··· Data for this exercise ···

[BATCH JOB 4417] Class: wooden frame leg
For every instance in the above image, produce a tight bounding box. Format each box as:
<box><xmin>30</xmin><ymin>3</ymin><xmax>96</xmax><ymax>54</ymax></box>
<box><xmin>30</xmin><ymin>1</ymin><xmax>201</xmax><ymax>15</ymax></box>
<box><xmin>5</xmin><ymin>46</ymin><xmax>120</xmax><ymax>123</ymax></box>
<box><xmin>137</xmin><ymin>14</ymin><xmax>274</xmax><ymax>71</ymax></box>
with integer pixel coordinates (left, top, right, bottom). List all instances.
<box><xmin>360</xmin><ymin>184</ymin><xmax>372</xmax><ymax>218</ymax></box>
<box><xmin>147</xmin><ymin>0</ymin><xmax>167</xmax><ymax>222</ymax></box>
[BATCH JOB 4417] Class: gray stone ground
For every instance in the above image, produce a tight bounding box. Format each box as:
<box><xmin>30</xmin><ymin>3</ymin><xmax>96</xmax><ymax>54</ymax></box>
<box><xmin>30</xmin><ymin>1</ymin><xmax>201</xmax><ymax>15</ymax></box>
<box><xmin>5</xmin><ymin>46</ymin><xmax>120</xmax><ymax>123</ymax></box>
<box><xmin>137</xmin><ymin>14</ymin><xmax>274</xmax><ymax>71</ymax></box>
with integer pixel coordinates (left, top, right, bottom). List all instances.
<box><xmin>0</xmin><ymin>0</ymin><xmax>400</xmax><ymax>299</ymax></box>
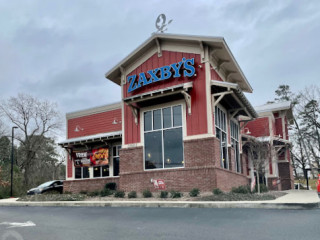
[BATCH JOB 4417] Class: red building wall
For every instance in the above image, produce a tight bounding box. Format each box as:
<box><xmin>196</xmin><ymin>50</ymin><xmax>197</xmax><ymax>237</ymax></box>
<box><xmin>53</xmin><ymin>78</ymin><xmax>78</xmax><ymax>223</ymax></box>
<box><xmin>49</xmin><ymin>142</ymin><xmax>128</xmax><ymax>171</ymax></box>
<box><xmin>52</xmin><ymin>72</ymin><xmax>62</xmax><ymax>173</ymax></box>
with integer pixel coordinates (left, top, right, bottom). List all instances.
<box><xmin>245</xmin><ymin>117</ymin><xmax>270</xmax><ymax>137</ymax></box>
<box><xmin>123</xmin><ymin>51</ymin><xmax>208</xmax><ymax>144</ymax></box>
<box><xmin>67</xmin><ymin>109</ymin><xmax>122</xmax><ymax>138</ymax></box>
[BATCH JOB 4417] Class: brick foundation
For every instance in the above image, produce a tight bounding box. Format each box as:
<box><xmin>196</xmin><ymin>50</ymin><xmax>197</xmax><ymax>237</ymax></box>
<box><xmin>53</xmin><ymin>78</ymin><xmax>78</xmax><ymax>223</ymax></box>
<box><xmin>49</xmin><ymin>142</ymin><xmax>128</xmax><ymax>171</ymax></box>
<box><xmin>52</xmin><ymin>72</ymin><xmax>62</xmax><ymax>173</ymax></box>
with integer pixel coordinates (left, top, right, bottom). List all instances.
<box><xmin>63</xmin><ymin>177</ymin><xmax>119</xmax><ymax>193</ymax></box>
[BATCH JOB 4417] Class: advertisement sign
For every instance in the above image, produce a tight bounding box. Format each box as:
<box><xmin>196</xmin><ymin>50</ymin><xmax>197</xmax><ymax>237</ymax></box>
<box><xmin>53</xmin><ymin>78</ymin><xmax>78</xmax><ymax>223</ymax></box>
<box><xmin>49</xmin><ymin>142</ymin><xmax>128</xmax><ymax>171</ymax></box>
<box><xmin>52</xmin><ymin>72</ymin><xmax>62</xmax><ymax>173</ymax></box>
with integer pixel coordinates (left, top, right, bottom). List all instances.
<box><xmin>152</xmin><ymin>179</ymin><xmax>166</xmax><ymax>190</ymax></box>
<box><xmin>72</xmin><ymin>148</ymin><xmax>109</xmax><ymax>167</ymax></box>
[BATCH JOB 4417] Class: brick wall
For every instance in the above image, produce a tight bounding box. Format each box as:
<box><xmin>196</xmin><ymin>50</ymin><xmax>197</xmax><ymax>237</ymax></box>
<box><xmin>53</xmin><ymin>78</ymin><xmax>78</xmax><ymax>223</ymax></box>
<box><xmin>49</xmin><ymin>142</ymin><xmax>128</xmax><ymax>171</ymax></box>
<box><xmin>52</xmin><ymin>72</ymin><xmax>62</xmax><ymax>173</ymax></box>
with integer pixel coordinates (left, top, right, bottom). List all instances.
<box><xmin>63</xmin><ymin>177</ymin><xmax>119</xmax><ymax>193</ymax></box>
<box><xmin>214</xmin><ymin>168</ymin><xmax>249</xmax><ymax>191</ymax></box>
<box><xmin>278</xmin><ymin>162</ymin><xmax>294</xmax><ymax>190</ymax></box>
<box><xmin>245</xmin><ymin>117</ymin><xmax>270</xmax><ymax>137</ymax></box>
<box><xmin>184</xmin><ymin>137</ymin><xmax>220</xmax><ymax>168</ymax></box>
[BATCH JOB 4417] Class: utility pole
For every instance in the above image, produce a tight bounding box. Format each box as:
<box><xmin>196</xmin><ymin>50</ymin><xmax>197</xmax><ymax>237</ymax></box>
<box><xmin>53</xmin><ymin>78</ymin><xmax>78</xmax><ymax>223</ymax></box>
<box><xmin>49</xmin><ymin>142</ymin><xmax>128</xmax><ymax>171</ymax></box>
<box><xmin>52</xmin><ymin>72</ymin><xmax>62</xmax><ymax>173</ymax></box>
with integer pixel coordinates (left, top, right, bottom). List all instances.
<box><xmin>10</xmin><ymin>127</ymin><xmax>18</xmax><ymax>197</ymax></box>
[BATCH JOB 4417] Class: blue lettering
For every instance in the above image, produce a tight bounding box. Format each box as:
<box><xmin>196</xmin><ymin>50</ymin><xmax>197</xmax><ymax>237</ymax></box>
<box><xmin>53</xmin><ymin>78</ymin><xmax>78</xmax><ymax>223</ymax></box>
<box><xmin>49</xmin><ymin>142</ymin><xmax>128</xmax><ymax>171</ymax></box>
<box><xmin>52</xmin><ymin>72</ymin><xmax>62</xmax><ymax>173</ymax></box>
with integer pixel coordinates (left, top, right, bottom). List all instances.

···

Can you copy all of the rows above word for word, leaving out the pictures?

• [Response]
[BATCH JOB 4417] Class: wooden frame leg
For every instance in the above image, produce a tight bounding box. Format each box as:
<box><xmin>30</xmin><ymin>3</ymin><xmax>96</xmax><ymax>54</ymax></box>
<box><xmin>30</xmin><ymin>1</ymin><xmax>201</xmax><ymax>15</ymax></box>
<box><xmin>5</xmin><ymin>46</ymin><xmax>120</xmax><ymax>123</ymax></box>
<box><xmin>137</xmin><ymin>14</ymin><xmax>274</xmax><ymax>71</ymax></box>
with integer pixel coordinates (left, top, right, bottom). List all instances.
<box><xmin>360</xmin><ymin>184</ymin><xmax>372</xmax><ymax>218</ymax></box>
<box><xmin>147</xmin><ymin>0</ymin><xmax>167</xmax><ymax>222</ymax></box>
[BATCH JOB 4417] Class: gray stone ground
For every instance in the above image, produce a tight bounding box. Format each box as:
<box><xmin>30</xmin><ymin>3</ymin><xmax>96</xmax><ymax>54</ymax></box>
<box><xmin>30</xmin><ymin>1</ymin><xmax>201</xmax><ymax>15</ymax></box>
<box><xmin>5</xmin><ymin>46</ymin><xmax>120</xmax><ymax>123</ymax></box>
<box><xmin>137</xmin><ymin>14</ymin><xmax>274</xmax><ymax>71</ymax></box>
with integer pixel coordinates (left, top, right, bottom). List all instances.
<box><xmin>0</xmin><ymin>0</ymin><xmax>400</xmax><ymax>299</ymax></box>
[BATCH JOB 4417] Class: red building wall
For every instance in the above image, produce a tight bounding box. Format each box as:
<box><xmin>196</xmin><ymin>50</ymin><xmax>197</xmax><ymax>237</ymax></box>
<box><xmin>53</xmin><ymin>78</ymin><xmax>78</xmax><ymax>223</ymax></box>
<box><xmin>49</xmin><ymin>142</ymin><xmax>128</xmax><ymax>171</ymax></box>
<box><xmin>52</xmin><ymin>72</ymin><xmax>62</xmax><ymax>173</ymax></box>
with integer pixel coordinates (left, top, right, bottom). List all instances.
<box><xmin>245</xmin><ymin>117</ymin><xmax>270</xmax><ymax>137</ymax></box>
<box><xmin>123</xmin><ymin>51</ymin><xmax>208</xmax><ymax>144</ymax></box>
<box><xmin>67</xmin><ymin>109</ymin><xmax>122</xmax><ymax>138</ymax></box>
[BATCH JOB 4417] Class: brick foundation
For every instance in the above image, produce a tight bounding box. Format each box as:
<box><xmin>196</xmin><ymin>50</ymin><xmax>197</xmax><ymax>237</ymax></box>
<box><xmin>53</xmin><ymin>78</ymin><xmax>78</xmax><ymax>223</ymax></box>
<box><xmin>49</xmin><ymin>142</ymin><xmax>128</xmax><ymax>171</ymax></box>
<box><xmin>52</xmin><ymin>72</ymin><xmax>62</xmax><ymax>173</ymax></box>
with integer pixel coordinates (left, top, right, bottom). List all instances.
<box><xmin>63</xmin><ymin>177</ymin><xmax>119</xmax><ymax>193</ymax></box>
[BATCH JOB 4417] Class: advertisement sign
For every instance in the above image, produce a tight bounding box. Format each box as:
<box><xmin>196</xmin><ymin>50</ymin><xmax>197</xmax><ymax>237</ymax></box>
<box><xmin>53</xmin><ymin>78</ymin><xmax>78</xmax><ymax>223</ymax></box>
<box><xmin>49</xmin><ymin>142</ymin><xmax>128</xmax><ymax>171</ymax></box>
<box><xmin>52</xmin><ymin>72</ymin><xmax>62</xmax><ymax>173</ymax></box>
with integer pixel coordinates (left, top, right, bottom). List all instances.
<box><xmin>152</xmin><ymin>179</ymin><xmax>166</xmax><ymax>190</ymax></box>
<box><xmin>72</xmin><ymin>148</ymin><xmax>109</xmax><ymax>167</ymax></box>
[BATCH JOB 4417] Class: brick wall
For every instance in the above image, produce a tight bounding box. Format each box as:
<box><xmin>196</xmin><ymin>50</ymin><xmax>197</xmax><ymax>237</ymax></box>
<box><xmin>53</xmin><ymin>78</ymin><xmax>78</xmax><ymax>223</ymax></box>
<box><xmin>49</xmin><ymin>142</ymin><xmax>128</xmax><ymax>171</ymax></box>
<box><xmin>52</xmin><ymin>72</ymin><xmax>62</xmax><ymax>173</ymax></box>
with integer pixel coordinates (left, top, right, bottom). List all instances.
<box><xmin>63</xmin><ymin>177</ymin><xmax>119</xmax><ymax>193</ymax></box>
<box><xmin>214</xmin><ymin>168</ymin><xmax>249</xmax><ymax>191</ymax></box>
<box><xmin>278</xmin><ymin>162</ymin><xmax>294</xmax><ymax>190</ymax></box>
<box><xmin>245</xmin><ymin>117</ymin><xmax>270</xmax><ymax>137</ymax></box>
<box><xmin>184</xmin><ymin>137</ymin><xmax>220</xmax><ymax>168</ymax></box>
[BATCH JOB 4417] Class: utility pole
For every instance in the above image, produce a tight bounding box. Format each box as:
<box><xmin>196</xmin><ymin>50</ymin><xmax>197</xmax><ymax>237</ymax></box>
<box><xmin>53</xmin><ymin>78</ymin><xmax>78</xmax><ymax>223</ymax></box>
<box><xmin>49</xmin><ymin>142</ymin><xmax>128</xmax><ymax>171</ymax></box>
<box><xmin>52</xmin><ymin>72</ymin><xmax>62</xmax><ymax>173</ymax></box>
with integer pixel coordinates (left, top, right, bottom). List all instances.
<box><xmin>10</xmin><ymin>127</ymin><xmax>18</xmax><ymax>197</ymax></box>
[BATCH JOB 4417] Class: blue lettering
For every instance in the above image, produce a tight bounding box. Format each box as:
<box><xmin>196</xmin><ymin>50</ymin><xmax>197</xmax><ymax>237</ymax></box>
<box><xmin>53</xmin><ymin>78</ymin><xmax>78</xmax><ymax>223</ymax></box>
<box><xmin>49</xmin><ymin>142</ymin><xmax>128</xmax><ymax>171</ymax></box>
<box><xmin>52</xmin><ymin>72</ymin><xmax>62</xmax><ymax>173</ymax></box>
with integer pixel coordinates (left, top, right, bottom). List all instances.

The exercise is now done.